Directive.
Restate every entry word for word.

(Excerpts from point annotation data)
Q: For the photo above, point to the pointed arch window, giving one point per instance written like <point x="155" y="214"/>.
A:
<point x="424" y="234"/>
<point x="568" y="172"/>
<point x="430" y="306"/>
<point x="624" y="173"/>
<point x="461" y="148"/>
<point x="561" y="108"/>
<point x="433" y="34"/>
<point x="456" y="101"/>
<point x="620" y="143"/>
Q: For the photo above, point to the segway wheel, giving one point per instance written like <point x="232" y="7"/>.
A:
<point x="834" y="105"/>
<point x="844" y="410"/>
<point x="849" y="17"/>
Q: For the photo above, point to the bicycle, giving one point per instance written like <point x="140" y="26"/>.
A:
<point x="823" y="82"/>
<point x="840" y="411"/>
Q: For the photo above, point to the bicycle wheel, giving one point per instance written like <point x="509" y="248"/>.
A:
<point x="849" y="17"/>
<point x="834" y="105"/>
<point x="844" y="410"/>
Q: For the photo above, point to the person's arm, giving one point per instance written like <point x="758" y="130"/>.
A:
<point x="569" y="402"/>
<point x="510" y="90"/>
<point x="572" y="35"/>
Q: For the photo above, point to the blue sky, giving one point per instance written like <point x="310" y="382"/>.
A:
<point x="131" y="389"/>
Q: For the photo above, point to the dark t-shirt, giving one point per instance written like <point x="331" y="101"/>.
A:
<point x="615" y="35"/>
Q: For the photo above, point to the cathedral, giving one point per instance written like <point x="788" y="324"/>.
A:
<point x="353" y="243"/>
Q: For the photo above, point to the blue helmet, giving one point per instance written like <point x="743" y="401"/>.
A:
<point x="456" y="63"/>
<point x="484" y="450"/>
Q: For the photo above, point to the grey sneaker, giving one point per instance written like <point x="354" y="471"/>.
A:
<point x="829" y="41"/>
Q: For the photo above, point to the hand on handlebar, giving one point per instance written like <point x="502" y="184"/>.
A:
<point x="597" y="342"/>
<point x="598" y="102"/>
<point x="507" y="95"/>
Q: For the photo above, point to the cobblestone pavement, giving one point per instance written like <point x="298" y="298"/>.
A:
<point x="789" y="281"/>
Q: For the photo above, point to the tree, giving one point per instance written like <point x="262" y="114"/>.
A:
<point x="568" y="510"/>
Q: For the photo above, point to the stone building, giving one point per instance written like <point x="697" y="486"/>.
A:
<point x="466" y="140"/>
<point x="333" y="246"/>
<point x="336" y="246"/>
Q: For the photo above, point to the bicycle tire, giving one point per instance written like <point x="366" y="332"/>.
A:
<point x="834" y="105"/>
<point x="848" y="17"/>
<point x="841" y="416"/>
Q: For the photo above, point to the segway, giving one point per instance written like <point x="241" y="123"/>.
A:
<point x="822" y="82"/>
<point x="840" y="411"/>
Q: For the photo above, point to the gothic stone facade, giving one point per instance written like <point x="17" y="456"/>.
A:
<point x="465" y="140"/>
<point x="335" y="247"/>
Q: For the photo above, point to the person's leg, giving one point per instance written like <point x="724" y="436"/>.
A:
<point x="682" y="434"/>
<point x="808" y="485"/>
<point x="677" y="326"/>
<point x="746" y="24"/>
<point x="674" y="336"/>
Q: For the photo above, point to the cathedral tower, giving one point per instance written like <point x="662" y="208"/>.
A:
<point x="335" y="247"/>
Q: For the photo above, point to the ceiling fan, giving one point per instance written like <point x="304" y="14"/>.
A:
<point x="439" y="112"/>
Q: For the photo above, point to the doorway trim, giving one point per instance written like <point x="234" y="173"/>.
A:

Problem solution.
Q: For the photo above, point to the pointed arch window, giving one point per instance written like <point x="155" y="214"/>.
A:
<point x="424" y="234"/>
<point x="568" y="172"/>
<point x="430" y="306"/>
<point x="624" y="173"/>
<point x="461" y="148"/>
<point x="561" y="108"/>
<point x="433" y="34"/>
<point x="456" y="101"/>
<point x="620" y="143"/>
Q: For the photo above, point to the segway wheel, giving one point per instance written like <point x="232" y="7"/>.
A:
<point x="834" y="105"/>
<point x="844" y="410"/>
<point x="849" y="17"/>
Q: For the photo above, point to the bicycle, giving one point per instance written like <point x="140" y="26"/>.
A:
<point x="823" y="82"/>
<point x="840" y="411"/>
Q: For the photo above, point to the bicycle wheel, giving one point per instance written like <point x="509" y="248"/>.
A:
<point x="849" y="17"/>
<point x="834" y="105"/>
<point x="844" y="410"/>
Q: For the photo above, point to the person's arm, giving one point per instance written like <point x="758" y="130"/>.
A:
<point x="569" y="402"/>
<point x="510" y="90"/>
<point x="572" y="35"/>
Q: For the photo above, point to the blue sky, giving one point per instance written like <point x="310" y="382"/>.
A:
<point x="131" y="389"/>
Q: For the photo above, point to the dark t-shirt, giving one point per instance written like <point x="331" y="101"/>.
A:
<point x="615" y="35"/>
Q: For the photo above, point to the cathedral, giving one point per instance written like <point x="788" y="324"/>.
A:
<point x="353" y="243"/>
Q: For the photo above, point to the blue helmet, giving one point per instance written like <point x="743" y="401"/>.
A:
<point x="456" y="63"/>
<point x="484" y="450"/>
Q: For the photo above, point to the grey sneaker, giving one point per instance written like <point x="354" y="471"/>.
A:
<point x="829" y="41"/>
Q: For the photo above, point to the hand on handlebar, giving one point per instance written like <point x="502" y="184"/>.
A:
<point x="597" y="342"/>
<point x="598" y="102"/>
<point x="507" y="95"/>
Q: For the photo above, point to the cobblestone pavement, giving one point per instance written like <point x="298" y="298"/>.
A:
<point x="789" y="281"/>
Q: For the photo above, point to the tree, giving one point per instance written like <point x="262" y="114"/>.
A:
<point x="568" y="510"/>
Q: For the photo above, point to the stone building, giving one point per instance written like <point x="697" y="486"/>.
A:
<point x="466" y="140"/>
<point x="333" y="246"/>
<point x="336" y="246"/>
Q: For the photo above, point to the bicycle tire, giving one point per instance written like <point x="366" y="332"/>.
A:
<point x="834" y="105"/>
<point x="848" y="17"/>
<point x="841" y="416"/>
Q: For the photo above, point to the segway, giving one point per instance written like <point x="241" y="123"/>.
A:
<point x="822" y="82"/>
<point x="840" y="411"/>
Q: For the photo above, point to the gothic stone facade, giving one point per instance written like <point x="17" y="456"/>.
A:
<point x="465" y="140"/>
<point x="335" y="247"/>
Q: For the photo above, point to the person's leg, giving one point per instance written like <point x="724" y="436"/>.
A:
<point x="682" y="434"/>
<point x="808" y="485"/>
<point x="677" y="326"/>
<point x="746" y="24"/>
<point x="674" y="336"/>
Q: For the photo above, point to the cathedral tower, giving one point per instance written like <point x="662" y="208"/>.
A:
<point x="335" y="247"/>
Q: For the photo above, point to the ceiling fan, giving one point per instance written like <point x="304" y="14"/>.
A:
<point x="439" y="112"/>
Q: For the photo above, point to the doorway trim, giving one point per instance written like <point x="234" y="173"/>.
A:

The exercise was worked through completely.